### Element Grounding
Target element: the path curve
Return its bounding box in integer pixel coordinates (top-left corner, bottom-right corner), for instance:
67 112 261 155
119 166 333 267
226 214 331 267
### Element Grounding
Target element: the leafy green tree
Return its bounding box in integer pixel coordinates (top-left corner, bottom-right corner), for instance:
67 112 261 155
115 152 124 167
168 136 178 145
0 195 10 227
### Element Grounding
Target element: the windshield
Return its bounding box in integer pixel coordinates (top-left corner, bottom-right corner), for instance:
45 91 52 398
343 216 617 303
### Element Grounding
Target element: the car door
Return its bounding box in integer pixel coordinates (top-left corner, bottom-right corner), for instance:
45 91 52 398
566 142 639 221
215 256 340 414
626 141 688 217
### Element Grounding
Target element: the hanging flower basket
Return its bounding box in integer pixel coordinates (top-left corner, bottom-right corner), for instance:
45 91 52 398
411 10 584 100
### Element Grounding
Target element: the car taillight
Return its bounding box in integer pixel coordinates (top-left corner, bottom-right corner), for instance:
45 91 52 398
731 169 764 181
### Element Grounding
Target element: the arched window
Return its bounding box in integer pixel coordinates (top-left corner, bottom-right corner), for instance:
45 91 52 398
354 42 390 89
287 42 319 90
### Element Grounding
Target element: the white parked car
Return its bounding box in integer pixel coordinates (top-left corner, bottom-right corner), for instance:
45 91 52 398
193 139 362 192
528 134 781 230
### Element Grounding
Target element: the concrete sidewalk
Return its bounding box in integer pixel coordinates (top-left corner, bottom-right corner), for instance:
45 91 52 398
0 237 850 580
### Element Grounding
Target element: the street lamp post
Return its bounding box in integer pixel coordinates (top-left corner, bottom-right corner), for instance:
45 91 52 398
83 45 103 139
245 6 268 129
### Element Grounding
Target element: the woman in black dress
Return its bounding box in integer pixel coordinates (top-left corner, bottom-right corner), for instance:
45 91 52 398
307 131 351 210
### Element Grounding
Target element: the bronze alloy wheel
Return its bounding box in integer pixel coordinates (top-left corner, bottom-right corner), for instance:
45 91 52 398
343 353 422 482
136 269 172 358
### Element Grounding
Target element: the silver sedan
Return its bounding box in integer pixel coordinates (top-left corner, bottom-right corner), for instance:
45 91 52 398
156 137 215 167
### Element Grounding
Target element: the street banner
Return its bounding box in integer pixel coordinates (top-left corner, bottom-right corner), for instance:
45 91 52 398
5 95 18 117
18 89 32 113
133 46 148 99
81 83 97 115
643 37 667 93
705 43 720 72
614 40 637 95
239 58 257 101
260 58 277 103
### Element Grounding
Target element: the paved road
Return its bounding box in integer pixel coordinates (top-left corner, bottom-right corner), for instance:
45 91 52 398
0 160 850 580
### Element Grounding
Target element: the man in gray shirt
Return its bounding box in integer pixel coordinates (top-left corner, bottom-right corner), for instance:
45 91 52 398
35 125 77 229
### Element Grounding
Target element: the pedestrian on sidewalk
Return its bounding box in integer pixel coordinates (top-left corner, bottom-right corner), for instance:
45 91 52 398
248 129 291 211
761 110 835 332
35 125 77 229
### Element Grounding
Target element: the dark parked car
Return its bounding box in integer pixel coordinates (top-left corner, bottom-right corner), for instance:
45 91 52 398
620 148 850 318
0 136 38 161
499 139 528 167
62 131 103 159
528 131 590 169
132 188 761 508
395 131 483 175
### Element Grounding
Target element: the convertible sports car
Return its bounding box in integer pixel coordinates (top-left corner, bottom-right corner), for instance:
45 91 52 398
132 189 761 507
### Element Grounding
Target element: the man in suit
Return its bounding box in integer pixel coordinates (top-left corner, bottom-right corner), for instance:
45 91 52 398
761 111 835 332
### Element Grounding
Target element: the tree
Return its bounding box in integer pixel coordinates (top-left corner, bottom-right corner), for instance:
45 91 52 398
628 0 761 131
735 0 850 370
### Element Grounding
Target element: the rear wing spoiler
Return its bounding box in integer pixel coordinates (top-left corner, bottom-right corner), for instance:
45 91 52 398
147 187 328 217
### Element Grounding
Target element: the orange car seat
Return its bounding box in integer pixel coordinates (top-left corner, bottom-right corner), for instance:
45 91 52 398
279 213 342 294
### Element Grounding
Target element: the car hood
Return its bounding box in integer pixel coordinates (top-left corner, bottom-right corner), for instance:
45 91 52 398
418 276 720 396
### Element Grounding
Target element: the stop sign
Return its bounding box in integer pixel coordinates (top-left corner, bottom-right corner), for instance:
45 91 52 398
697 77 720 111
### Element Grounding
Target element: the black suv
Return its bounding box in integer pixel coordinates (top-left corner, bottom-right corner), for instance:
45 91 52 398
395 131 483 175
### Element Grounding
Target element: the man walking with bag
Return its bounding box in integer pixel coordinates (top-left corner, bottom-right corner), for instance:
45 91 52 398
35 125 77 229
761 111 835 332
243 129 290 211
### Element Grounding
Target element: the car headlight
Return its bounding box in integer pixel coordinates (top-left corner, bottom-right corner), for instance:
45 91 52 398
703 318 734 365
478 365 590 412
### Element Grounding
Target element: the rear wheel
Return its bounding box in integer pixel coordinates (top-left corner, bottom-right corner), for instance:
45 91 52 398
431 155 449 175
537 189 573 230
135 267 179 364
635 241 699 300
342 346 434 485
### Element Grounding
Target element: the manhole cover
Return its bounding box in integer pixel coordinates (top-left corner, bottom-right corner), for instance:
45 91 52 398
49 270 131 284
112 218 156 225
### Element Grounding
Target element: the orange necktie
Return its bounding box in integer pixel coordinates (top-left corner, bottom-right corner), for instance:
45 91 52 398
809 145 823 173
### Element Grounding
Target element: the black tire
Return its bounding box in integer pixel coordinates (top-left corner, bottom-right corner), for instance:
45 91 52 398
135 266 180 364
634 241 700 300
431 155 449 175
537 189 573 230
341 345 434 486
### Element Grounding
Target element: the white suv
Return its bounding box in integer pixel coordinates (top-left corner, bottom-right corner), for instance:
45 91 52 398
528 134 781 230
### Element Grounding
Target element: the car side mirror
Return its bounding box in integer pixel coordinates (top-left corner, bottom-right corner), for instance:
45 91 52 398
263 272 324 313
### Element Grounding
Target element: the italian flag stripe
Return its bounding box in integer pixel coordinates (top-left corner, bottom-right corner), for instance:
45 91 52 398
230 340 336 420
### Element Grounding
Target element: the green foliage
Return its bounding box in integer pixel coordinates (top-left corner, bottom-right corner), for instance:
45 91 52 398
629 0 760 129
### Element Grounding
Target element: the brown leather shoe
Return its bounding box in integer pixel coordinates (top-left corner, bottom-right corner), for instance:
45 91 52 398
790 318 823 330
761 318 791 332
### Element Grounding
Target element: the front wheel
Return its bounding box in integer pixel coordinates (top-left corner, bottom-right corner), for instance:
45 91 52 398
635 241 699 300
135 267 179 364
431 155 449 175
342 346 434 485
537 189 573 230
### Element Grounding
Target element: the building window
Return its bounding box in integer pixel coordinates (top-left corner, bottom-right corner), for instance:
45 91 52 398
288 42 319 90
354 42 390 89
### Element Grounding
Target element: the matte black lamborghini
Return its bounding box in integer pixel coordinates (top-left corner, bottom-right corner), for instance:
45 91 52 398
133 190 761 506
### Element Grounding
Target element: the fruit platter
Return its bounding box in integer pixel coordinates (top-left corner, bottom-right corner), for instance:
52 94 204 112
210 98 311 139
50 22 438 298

● ● ●

• **WHAT IS BEING ASKED**: Locate each line in the material above that contains the string "street", counting only matches with the same case, and copy every such line in full.

• **IN RESPONSE**:
Target element: the street lamp post
Target element: the street banner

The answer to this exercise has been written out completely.